Problem requirements
Leaving out all pictures, copy the lines below exactly, from the line with "--svg-fill-rule evenodd" to the last line, both ends included.

Data for this exercise
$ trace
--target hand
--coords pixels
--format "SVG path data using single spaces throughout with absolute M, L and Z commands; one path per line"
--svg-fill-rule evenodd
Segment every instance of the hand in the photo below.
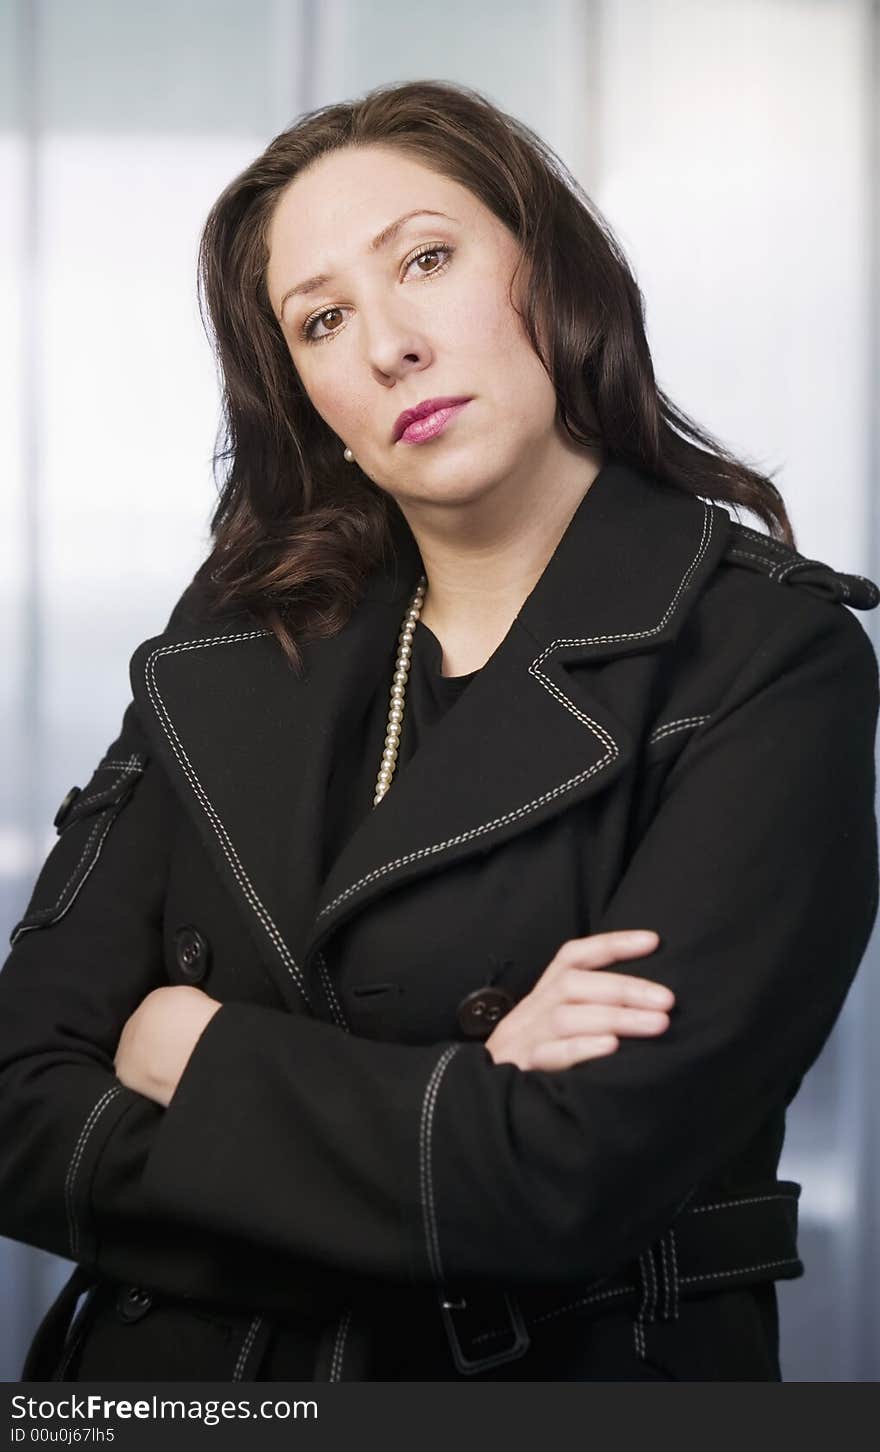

Exercise solution
--svg-fill-rule evenodd
Segment every instance of the hand in the photo below.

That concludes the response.